### Exercise instructions
From the article on white privilege, reproduce verbatim the passage that opens with the words containing "With the events" and closes with "or acting badly.".

— START Quoted text —

News
A Letter and the Legacy of “Not White” in the USA

A Letter and the Legacy of “Not White” in the USA

With the events of the past months, and as Austin McCoy discussed here on Nursing Clio last week, it should be clear that white privilege is still alive and well in the United States. Despite the optimism following President Obama’s election six years ago, and the Republican Party’s tweets, we do not yet live in a society where the color of your skin doesn’t matter. To make matters worse, while the discussion should be about how best to fix the problems of racial injustice and economic oppression in the United States, substantial numbers of people refuse to even accept that it’s a problem. They prefer to believe that those who suffer from systemic poverty, police violence, and a biased justice system get only what they’ve earned by being lazy, or breaking the law, or acting badly.

This message comes most clearly from pundits like Bill O’Reilly, who continue to argue that white privilege died with the end of legal segregation in the 1950s and 1960s. More than that, they assert that white Americans are the new victims of discrimination. Going after O’Reilly feels like a cliché at this point, but unfortunately his arguments aren’t nearly as fringe as they should be. People who argue that white privilege doesn’t exist often do a few things:

  1. They point out that state-sanctioned slavery and segregation are over.
  2. They use anecdotes to try to prove systemic change, such as that “the most powerful man in the world is a black American, and the most powerful woman in the world — Oprah Winfrey — is black!” (that’s O’Reilly again).

— END Quoted text —
— START Supplied data —

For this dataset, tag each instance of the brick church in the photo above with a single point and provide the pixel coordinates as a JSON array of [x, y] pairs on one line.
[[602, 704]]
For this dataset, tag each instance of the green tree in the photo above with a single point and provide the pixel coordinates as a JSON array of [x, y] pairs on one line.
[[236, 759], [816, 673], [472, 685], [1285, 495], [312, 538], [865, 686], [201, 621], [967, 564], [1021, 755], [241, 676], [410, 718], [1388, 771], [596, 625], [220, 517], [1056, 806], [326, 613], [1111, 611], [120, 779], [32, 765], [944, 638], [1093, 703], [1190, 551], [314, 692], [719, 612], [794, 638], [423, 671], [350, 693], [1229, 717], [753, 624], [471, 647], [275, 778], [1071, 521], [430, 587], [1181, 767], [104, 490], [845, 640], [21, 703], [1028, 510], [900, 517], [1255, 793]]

— END Supplied data —

### Task result
With the events of the past months, and as Austin McCoy discussed here on Nursing Clio last week, it should be clear that white privilege is still alive and well in the United States. Despite the optimism following President Obama’s election six years ago, and the Republican Party’s tweets, we do not yet live in a society where the color of your skin doesn’t matter. To make matters worse, while the discussion should be about how best to fix the problems of racial injustice and economic oppression in the United States, substantial numbers of people refuse to even accept that it’s a problem. They prefer to believe that those who suffer from systemic poverty, police violence, and a biased justice system get only what they’ve earned by being lazy, or breaking the law, or acting badly.